* Data rows
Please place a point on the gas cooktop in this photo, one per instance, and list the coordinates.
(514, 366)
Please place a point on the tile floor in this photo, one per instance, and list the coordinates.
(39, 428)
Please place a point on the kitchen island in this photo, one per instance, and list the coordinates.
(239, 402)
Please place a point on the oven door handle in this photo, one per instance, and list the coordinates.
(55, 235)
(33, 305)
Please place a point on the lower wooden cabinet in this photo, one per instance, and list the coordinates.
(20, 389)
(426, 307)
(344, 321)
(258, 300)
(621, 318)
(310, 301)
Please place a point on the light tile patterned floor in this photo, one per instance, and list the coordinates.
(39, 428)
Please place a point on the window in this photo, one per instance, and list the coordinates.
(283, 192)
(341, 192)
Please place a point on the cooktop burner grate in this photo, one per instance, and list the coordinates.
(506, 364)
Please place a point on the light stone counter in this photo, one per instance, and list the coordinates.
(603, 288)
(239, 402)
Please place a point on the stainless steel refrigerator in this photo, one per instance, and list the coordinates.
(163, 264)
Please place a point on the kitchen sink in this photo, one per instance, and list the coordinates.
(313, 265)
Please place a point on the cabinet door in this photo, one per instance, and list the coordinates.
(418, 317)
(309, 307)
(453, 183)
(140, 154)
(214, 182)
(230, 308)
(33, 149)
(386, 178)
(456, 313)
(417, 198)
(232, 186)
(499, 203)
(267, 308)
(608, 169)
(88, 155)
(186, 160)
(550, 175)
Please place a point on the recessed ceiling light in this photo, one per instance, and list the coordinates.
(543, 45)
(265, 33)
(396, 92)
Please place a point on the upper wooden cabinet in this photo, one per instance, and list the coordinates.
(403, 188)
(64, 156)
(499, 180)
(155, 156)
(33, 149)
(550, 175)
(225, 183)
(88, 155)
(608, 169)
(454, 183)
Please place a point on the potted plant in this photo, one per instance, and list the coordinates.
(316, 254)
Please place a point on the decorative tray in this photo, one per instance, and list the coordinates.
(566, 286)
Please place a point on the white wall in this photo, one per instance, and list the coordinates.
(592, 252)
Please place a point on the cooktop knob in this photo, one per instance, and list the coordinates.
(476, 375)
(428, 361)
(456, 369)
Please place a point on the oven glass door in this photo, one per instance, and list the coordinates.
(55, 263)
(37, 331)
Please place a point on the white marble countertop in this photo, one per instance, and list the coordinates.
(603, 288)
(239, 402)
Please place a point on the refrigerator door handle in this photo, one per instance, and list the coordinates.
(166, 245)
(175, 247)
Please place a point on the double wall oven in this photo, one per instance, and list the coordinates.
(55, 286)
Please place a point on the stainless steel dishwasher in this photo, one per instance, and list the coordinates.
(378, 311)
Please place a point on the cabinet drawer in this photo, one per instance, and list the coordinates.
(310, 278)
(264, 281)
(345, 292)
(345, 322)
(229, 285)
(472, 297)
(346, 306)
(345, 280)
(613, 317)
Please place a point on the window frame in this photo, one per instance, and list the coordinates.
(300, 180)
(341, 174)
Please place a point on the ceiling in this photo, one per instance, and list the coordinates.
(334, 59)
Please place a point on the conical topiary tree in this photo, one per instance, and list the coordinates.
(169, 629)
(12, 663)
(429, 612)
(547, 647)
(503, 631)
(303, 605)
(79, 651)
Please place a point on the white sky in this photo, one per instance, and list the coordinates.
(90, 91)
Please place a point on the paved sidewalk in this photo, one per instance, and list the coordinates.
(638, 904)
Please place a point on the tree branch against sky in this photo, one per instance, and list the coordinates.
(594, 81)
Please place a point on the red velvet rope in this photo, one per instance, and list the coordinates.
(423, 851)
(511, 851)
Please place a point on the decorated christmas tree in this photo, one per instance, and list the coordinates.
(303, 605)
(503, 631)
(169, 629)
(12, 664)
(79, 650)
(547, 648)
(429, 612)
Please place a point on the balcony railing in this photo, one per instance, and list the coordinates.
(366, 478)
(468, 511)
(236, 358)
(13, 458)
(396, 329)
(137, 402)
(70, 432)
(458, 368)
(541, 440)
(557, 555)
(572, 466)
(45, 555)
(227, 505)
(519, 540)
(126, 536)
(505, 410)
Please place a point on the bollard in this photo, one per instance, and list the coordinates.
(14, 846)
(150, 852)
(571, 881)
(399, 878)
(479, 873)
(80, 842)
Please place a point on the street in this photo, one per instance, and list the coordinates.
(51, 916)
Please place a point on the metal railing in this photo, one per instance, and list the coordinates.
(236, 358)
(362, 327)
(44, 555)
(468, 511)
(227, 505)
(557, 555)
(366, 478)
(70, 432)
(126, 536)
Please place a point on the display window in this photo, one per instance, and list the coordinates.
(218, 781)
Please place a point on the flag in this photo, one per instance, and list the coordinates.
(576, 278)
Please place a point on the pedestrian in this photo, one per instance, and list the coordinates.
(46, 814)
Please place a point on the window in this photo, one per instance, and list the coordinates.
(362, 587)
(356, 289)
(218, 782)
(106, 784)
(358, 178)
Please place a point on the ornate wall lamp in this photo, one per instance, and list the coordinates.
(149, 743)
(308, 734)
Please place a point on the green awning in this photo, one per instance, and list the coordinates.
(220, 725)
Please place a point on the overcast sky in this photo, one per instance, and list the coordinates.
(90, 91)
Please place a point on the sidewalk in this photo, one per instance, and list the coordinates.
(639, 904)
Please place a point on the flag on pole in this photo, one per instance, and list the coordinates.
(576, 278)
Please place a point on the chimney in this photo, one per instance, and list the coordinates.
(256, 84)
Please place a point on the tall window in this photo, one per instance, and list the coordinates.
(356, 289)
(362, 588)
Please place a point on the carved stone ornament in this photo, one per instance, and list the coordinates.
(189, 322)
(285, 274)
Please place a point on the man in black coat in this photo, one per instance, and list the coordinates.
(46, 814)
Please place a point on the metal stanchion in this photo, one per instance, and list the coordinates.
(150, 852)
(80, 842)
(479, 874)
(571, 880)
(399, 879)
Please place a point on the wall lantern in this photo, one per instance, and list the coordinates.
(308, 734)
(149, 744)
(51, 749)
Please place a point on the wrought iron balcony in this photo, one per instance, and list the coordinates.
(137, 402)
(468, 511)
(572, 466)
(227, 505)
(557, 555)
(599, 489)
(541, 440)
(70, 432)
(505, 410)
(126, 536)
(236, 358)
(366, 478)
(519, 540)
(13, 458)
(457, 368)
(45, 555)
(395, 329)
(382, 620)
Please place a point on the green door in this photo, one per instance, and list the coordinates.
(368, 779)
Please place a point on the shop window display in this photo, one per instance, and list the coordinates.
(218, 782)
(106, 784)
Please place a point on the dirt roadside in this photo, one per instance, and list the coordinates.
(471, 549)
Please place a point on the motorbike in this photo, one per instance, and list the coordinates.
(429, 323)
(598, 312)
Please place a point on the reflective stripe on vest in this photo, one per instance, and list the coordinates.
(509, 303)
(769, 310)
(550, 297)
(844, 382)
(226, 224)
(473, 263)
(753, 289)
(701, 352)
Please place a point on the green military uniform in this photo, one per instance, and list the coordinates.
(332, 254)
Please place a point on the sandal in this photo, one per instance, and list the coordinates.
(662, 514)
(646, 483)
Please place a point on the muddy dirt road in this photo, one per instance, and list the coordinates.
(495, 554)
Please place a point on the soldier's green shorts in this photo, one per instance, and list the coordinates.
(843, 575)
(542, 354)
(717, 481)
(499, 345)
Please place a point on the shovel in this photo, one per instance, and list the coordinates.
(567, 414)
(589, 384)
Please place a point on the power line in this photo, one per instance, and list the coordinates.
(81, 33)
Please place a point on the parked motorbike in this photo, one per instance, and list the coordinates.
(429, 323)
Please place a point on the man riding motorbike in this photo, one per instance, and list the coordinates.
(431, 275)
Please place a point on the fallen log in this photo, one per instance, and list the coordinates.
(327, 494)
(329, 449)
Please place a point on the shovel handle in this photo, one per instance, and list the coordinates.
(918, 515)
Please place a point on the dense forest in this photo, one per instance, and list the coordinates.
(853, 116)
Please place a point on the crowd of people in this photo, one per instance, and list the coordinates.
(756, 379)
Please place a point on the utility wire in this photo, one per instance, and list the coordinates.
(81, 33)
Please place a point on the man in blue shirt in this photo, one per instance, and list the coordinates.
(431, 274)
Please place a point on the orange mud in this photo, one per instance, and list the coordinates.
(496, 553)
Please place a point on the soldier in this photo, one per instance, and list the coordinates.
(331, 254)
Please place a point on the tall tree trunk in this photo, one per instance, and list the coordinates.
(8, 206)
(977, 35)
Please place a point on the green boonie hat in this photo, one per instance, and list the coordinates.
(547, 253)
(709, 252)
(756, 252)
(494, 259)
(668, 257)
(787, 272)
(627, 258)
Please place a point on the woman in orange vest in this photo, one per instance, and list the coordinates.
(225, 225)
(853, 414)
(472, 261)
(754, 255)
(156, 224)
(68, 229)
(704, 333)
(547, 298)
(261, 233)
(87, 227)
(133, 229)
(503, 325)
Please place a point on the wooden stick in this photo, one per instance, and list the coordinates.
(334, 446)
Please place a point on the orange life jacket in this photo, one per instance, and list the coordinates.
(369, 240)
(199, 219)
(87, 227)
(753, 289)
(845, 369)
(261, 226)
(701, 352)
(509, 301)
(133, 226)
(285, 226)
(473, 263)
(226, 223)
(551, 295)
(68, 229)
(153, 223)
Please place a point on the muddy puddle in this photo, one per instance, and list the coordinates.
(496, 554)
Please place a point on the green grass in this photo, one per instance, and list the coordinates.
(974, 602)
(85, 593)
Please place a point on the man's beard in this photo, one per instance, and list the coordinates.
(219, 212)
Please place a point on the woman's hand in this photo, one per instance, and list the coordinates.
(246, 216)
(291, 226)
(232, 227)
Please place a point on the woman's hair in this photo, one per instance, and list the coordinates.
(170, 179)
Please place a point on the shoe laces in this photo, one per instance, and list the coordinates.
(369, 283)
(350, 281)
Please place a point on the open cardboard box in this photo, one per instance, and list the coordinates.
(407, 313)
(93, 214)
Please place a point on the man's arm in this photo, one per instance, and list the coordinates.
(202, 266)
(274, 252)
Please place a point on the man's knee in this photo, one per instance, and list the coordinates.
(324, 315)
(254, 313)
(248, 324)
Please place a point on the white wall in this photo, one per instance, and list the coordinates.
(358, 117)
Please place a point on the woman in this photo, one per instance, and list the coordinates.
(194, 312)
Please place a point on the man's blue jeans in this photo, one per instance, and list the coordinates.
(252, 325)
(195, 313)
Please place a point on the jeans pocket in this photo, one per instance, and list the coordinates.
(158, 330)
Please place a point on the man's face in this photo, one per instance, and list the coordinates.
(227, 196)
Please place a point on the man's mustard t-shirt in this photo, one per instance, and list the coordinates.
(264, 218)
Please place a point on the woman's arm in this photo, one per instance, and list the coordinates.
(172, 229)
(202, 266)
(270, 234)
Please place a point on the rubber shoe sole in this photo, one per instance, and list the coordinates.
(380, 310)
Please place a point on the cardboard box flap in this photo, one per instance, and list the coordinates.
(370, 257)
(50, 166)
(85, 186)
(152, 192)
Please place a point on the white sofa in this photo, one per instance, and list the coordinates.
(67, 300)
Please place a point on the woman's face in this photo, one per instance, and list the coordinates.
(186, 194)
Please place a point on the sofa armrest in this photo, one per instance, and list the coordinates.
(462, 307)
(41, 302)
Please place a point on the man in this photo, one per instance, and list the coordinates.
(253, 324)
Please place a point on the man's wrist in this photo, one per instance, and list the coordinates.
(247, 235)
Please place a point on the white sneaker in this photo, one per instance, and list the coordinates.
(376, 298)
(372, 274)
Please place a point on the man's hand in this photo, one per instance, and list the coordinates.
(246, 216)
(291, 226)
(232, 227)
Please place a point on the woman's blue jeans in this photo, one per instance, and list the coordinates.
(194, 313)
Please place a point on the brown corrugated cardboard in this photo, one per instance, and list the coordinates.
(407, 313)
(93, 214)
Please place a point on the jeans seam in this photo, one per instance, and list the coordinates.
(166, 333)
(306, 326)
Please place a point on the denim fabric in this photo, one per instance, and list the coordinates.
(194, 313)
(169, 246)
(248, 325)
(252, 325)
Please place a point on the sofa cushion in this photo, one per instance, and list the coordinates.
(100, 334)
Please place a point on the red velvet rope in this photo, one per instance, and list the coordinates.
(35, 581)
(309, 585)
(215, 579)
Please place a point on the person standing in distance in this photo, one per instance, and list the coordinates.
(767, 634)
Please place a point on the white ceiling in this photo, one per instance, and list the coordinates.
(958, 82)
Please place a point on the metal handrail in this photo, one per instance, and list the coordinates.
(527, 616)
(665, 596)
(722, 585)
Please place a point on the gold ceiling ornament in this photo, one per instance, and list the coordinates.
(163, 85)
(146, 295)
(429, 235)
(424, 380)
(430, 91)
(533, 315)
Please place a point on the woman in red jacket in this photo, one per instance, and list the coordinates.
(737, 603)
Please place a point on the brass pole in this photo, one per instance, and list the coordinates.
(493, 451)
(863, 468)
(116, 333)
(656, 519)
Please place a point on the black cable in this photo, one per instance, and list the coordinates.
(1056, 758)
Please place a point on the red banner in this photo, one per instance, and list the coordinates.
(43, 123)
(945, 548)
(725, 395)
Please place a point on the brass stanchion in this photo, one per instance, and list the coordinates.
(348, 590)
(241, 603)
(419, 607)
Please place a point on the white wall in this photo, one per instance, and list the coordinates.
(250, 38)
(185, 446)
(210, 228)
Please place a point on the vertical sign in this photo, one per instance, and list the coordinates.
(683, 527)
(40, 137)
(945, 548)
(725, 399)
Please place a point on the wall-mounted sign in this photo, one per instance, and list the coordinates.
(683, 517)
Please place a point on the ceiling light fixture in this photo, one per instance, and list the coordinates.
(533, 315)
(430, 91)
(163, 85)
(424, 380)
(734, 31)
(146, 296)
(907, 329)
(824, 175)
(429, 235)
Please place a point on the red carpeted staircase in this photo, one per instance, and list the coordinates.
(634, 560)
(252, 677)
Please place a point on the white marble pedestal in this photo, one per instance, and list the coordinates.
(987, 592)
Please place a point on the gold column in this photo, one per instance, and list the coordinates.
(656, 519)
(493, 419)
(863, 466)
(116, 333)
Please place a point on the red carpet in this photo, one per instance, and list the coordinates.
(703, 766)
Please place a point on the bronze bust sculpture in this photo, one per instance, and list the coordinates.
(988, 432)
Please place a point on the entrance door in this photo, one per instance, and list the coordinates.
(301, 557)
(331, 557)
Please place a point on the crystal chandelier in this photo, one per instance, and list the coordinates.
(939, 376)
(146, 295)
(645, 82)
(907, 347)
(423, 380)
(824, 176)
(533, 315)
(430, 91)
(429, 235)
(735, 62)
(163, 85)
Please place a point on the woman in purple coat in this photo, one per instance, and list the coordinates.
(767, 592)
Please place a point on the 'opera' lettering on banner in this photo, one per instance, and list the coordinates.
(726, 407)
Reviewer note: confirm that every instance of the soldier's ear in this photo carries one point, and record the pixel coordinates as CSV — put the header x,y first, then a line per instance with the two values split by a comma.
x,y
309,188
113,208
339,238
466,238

* Your instructions
Repeat exactly, and only, the lines from the line with "Please place a point on the red carpeted" through the end of the listing above, both ends included.

* Response to the task
Please place a point on the red carpeted staircase in this photo, one per instance, and list the coordinates.
(634, 560)
(252, 677)
Please place a point on the white marble pedestal in this photo, one per instance, and list the coordinates.
(987, 592)
Please place a point on the gold column in this photo, one per instance, and list the coordinates.
(656, 519)
(493, 419)
(863, 466)
(116, 333)
Please place a point on the red carpet in this photo, one per instance, and list the coordinates.
(703, 766)
Please place a point on the bronze bust sculpture in this photo, one per instance, and list the coordinates.
(988, 432)
Please place a point on the entrance door in this photo, one per instance, and list the coordinates.
(301, 557)
(331, 557)
Please place a point on the crystal chandelier in this photo, one per instance, and list the coordinates.
(939, 376)
(146, 295)
(645, 82)
(907, 347)
(423, 380)
(824, 176)
(533, 315)
(430, 91)
(429, 235)
(735, 62)
(163, 85)
Please place a point on the woman in purple coat in this photo, one per instance, and list the coordinates.
(767, 592)
Please place a point on the 'opera' lettering on banner in this photo, one per instance, and list the coordinates.
(726, 407)
Reviewer note: confirm that every instance of the soldier's ear in this photo carries one point, and record the pixel coordinates as CSV — put the header x,y first, then a line per instance with the two values split by a comma.
x,y
309,188
113,208
339,238
466,238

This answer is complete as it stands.